**RECORD SET:**
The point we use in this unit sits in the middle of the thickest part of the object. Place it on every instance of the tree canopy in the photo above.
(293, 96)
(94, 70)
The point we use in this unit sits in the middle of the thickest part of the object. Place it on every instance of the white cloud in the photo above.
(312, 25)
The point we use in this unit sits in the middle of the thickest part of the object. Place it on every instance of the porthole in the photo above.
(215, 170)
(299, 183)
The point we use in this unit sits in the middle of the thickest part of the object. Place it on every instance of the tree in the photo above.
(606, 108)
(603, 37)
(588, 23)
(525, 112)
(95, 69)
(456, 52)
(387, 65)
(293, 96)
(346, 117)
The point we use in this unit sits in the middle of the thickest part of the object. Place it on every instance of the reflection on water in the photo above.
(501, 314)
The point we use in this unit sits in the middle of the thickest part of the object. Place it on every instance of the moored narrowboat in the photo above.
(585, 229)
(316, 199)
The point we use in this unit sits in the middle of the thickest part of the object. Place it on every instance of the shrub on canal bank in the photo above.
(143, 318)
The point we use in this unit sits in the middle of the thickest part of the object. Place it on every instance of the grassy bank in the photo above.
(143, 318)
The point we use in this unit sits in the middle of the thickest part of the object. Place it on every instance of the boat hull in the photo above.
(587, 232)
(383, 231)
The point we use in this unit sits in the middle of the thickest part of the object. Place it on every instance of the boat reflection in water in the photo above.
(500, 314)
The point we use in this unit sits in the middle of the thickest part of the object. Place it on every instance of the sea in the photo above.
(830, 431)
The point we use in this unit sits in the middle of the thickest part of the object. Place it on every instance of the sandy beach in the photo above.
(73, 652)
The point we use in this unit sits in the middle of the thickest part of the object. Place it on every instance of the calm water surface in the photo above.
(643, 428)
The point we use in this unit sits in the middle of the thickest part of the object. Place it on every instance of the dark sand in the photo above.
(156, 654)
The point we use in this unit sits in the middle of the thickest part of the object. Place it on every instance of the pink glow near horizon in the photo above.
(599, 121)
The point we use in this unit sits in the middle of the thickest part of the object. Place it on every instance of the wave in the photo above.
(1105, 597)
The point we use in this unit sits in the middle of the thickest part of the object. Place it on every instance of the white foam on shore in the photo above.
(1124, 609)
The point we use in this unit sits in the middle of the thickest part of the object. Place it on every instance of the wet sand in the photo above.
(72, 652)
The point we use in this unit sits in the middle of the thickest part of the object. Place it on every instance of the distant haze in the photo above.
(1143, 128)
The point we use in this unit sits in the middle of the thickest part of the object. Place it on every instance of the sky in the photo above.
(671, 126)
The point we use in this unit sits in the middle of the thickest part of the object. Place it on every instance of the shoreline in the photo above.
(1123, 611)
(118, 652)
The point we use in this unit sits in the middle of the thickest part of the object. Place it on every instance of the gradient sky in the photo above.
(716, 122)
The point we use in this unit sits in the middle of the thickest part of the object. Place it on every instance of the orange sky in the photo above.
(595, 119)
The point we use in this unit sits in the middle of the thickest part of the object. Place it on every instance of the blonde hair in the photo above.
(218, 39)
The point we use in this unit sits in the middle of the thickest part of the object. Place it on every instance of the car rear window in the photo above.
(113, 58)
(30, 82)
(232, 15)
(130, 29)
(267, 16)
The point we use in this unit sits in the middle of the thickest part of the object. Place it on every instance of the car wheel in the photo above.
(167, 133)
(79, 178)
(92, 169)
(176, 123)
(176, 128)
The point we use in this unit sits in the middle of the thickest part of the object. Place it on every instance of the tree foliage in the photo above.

**CHALLENGE:**
Arrange every one of the lines above as a Markdown table with the columns Row and Line. Put a row number in the first column and the line in the second, and omit any blank lines.

**EXERCISE RESPONSE:**
| Row | Line |
|---|---|
| 1 | The point we use in this unit sits in the middle of the thickest part of the object. Place it on every instance of the tree canopy in the photo above. |
| 2 | (293, 96) |
| 3 | (94, 70) |
| 4 | The point we use in this unit sits in the middle of the thickest part of the object. Place it on every instance of the white cloud in the photo above. |
| 5 | (312, 25) |
| 6 | The point we use in this unit sits in the middle of the thickest part of the object. Place it on every instance of the porthole in the photo above. |
| 7 | (215, 170) |
| 8 | (299, 183) |
| 9 | The point we use in this unit sits in the middle of the thickest part of the object. Place it on every instance of the tree in the photo above. |
| 10 | (606, 108) |
| 11 | (603, 37) |
| 12 | (588, 23) |
| 13 | (525, 112) |
| 14 | (95, 69) |
| 15 | (456, 52) |
| 16 | (387, 65) |
| 17 | (293, 96) |
| 18 | (346, 117) |
| 19 | The point we use in this unit sits in the middle of the thickest part of the object. Place it on every instance of the reflection on water in the photo above. |
| 20 | (501, 314) |
| 21 | The point we use in this unit sits in the middle of the thickest part of the object. Place it on every instance of the moored narrowboat in the photo above. |
| 22 | (585, 229) |
| 23 | (316, 199) |
| 24 | The point we use in this unit sits in the middle of the thickest part of the object. Place it on every instance of the shrub on canal bank in the photo above. |
| 25 | (143, 318) |
| 26 | The point we use in this unit sits in the middle of the thickest part of the object. Place it on every instance of the grassy bank in the photo above. |
| 27 | (143, 318) |
| 28 | The point we use in this unit sits in the middle of the thickest part of the object. Place it on every instance of the boat hull in the photo above. |
| 29 | (587, 232) |
| 30 | (383, 231) |
| 31 | The point we use in this unit sits in the middle of the thickest part of the object. Place it on every instance of the boat reflection in water in the photo above. |
| 32 | (500, 314) |
| 33 | The point we use in this unit sits in the middle of the thickest part of the object. Place it on every instance of the sea in the photo above. |
| 34 | (830, 431) |
| 35 | The point we use in this unit sits in the middle of the thickest part of the object. Place it on every instance of the sandy beach in the photo above. |
| 36 | (73, 652) |
| 37 | The point we use in this unit sits in the middle of the thickest part of the object. Place it on every instance of the calm water surface in the photo above. |
| 38 | (643, 428) |
| 39 | The point we use in this unit sits in the middle of the thickest part of the object. Place it on every instance of the dark sand in the photo above. |
| 40 | (156, 654) |
| 41 | The point we use in this unit sits in the middle of the thickest part of the object. Place it on every instance of the pink glow near horizon in the photo above. |
| 42 | (599, 121) |
| 43 | The point we use in this unit sits in the middle of the thickest part of the object. Place it on every instance of the wave in the photo above. |
| 44 | (1105, 597) |
| 45 | The point we use in this unit sits in the middle of the thickest part of the object. Place it on every instance of the white foam on shore in the photo above. |
| 46 | (1124, 609) |
| 47 | The point we use in this unit sits in the middle of the thickest part of the object. Place it on every instance of the wet sand in the photo above. |
| 48 | (72, 652) |
| 49 | The point we use in this unit sits in the middle of the thickest part of the object. Place it on every instance of the distant haze in the photo above. |
| 50 | (1143, 128) |
| 51 | The point we use in this unit sits in the middle of the thickest part of the object. Place it on every instance of the sky in the photo above. |
| 52 | (671, 126) |
| 53 | The point we use in this unit sits in the middle of the thickest part of the object. Place it on every instance of the shoreline in the photo above. |
| 54 | (1123, 611) |
| 55 | (118, 652) |
| 56 | The point we use in this unit sits in the middle of the thickest part of the object. Place it on every instance of the gradient sky in the photo above. |
| 57 | (716, 122) |
| 58 | The point we use in this unit sits in the middle of the thickest part of the object. Place it on every instance of the orange sky in the photo above. |
| 59 | (595, 119) |
| 60 | The point we use in this unit sits in the middle of the thickest part of the object. Place it on every instance of the blonde hair in the photo above. |
| 61 | (218, 39) |
| 62 | The point we use in this unit sits in the middle of the thickest part of the object. Place it on every instance of the car rear window in the photo above. |
| 63 | (113, 58) |
| 64 | (30, 82) |
| 65 | (232, 15) |
| 66 | (130, 29) |
| 67 | (267, 16) |
| 68 | The point we use in this unit sits in the middle of the thickest part of the object. Place it on every instance of the car wheel in the photo above. |
| 69 | (167, 133) |
| 70 | (79, 178) |
| 71 | (92, 169) |
| 72 | (176, 123) |
| 73 | (176, 128) |
| 74 | The point we use in this unit sits in the middle of the thickest part of the object. Place it on every instance of the tree foliage in the photo above. |